To be done
Beginning with the line containing "Note to the class: find each instance of the tote" and ending with the last line, repeat the records exactly.

————————

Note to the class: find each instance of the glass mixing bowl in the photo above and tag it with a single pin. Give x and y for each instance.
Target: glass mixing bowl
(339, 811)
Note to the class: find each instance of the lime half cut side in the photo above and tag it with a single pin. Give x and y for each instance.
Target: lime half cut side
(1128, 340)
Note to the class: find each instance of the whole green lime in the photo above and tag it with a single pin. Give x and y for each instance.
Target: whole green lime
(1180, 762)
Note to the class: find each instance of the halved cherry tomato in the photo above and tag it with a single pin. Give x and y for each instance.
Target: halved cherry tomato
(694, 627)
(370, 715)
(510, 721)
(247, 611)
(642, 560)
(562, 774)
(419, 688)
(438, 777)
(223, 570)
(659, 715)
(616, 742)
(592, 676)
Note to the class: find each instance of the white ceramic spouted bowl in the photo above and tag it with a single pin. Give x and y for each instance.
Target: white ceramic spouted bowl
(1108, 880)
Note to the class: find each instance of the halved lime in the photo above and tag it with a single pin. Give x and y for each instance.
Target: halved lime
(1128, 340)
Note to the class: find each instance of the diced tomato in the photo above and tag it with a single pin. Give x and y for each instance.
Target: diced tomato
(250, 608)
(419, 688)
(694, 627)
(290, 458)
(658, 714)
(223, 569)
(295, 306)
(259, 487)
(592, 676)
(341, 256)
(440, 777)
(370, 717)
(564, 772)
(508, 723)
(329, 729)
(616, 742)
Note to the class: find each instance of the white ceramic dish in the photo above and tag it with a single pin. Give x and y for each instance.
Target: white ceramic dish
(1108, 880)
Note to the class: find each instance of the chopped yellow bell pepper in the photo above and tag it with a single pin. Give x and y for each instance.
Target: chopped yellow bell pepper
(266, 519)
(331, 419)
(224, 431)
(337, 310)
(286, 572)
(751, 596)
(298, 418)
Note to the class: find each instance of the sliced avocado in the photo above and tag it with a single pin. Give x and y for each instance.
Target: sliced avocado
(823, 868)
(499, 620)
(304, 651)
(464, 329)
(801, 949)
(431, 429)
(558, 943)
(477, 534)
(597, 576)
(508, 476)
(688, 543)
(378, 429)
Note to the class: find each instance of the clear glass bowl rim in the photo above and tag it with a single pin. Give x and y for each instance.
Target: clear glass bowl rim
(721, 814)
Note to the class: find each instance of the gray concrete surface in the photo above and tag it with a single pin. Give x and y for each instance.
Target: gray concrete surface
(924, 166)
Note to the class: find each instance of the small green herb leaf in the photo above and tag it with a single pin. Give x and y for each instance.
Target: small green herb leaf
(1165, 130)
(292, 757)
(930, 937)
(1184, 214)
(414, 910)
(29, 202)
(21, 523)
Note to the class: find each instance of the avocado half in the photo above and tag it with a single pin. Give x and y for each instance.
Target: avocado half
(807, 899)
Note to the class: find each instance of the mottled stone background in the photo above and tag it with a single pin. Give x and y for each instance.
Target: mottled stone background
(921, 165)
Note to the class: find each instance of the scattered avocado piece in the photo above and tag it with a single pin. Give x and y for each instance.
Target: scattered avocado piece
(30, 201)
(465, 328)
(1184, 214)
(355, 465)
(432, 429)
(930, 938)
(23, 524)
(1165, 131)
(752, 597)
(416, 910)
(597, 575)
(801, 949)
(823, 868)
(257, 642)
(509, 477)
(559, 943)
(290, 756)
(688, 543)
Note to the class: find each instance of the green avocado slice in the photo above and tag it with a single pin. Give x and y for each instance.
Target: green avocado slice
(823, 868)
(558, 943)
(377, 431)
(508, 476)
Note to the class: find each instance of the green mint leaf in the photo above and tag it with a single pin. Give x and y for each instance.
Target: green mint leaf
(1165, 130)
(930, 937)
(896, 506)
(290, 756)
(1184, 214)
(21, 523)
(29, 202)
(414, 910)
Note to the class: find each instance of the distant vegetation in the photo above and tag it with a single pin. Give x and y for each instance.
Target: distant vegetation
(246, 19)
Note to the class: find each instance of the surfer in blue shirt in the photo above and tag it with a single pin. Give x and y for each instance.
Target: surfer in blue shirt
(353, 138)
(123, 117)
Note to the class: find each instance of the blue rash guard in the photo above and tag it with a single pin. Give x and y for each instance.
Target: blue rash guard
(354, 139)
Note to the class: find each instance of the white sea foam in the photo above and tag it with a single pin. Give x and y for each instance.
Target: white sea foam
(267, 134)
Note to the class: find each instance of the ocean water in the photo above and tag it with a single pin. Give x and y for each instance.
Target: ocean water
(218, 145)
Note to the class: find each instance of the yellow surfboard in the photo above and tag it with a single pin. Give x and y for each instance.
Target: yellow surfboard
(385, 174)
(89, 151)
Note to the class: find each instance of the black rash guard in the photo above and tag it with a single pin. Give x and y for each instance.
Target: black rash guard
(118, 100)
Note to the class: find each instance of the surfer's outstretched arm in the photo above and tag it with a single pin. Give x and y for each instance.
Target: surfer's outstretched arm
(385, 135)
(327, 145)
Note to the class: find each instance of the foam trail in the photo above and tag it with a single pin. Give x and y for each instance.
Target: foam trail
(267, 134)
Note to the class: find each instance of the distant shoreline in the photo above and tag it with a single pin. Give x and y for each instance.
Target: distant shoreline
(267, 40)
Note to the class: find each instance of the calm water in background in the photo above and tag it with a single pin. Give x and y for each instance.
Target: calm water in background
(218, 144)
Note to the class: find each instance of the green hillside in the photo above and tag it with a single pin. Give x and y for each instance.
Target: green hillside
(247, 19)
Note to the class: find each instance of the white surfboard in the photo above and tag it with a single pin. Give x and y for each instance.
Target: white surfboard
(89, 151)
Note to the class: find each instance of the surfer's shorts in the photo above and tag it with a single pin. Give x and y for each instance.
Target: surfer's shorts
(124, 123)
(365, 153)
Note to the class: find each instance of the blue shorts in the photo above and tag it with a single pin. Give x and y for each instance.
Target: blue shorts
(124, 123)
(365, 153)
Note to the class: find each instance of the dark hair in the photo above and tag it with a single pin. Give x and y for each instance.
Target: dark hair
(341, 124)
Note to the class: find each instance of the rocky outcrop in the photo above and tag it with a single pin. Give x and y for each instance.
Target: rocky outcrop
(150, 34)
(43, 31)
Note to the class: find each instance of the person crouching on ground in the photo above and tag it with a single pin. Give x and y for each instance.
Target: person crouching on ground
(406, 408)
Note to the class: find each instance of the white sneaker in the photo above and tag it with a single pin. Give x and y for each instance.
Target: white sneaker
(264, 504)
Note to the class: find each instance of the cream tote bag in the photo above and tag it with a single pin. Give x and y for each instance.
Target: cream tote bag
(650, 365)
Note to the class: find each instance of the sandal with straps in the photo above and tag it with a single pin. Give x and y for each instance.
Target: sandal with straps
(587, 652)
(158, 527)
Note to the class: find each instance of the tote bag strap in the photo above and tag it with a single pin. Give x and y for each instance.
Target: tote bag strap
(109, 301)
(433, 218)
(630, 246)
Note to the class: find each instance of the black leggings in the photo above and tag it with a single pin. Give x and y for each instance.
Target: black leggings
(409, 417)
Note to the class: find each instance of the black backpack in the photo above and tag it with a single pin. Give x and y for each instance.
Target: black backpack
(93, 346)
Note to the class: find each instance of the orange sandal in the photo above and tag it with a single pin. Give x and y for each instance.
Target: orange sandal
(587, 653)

————————

Output below
Note to the class: find each instance of the tote bag strap in the photo above and tag it with a single pin. Give x and y for each instance.
Target: tote bag strap
(109, 301)
(433, 218)
(630, 246)
Note to the class: find each instance of the black leggings in the photo above and tag it with a single pin. Give x and y for each instance.
Target: black leggings
(409, 417)
Note to the class: find each instance of the black backpack in the photo above and tag it with a single pin. Give x and y for each instance.
Target: black backpack
(93, 346)
Note to the class: find each instance of the orange sandal in the photo above and tag it with a single pin. Give x and y for each instance.
Target: orange sandal
(587, 653)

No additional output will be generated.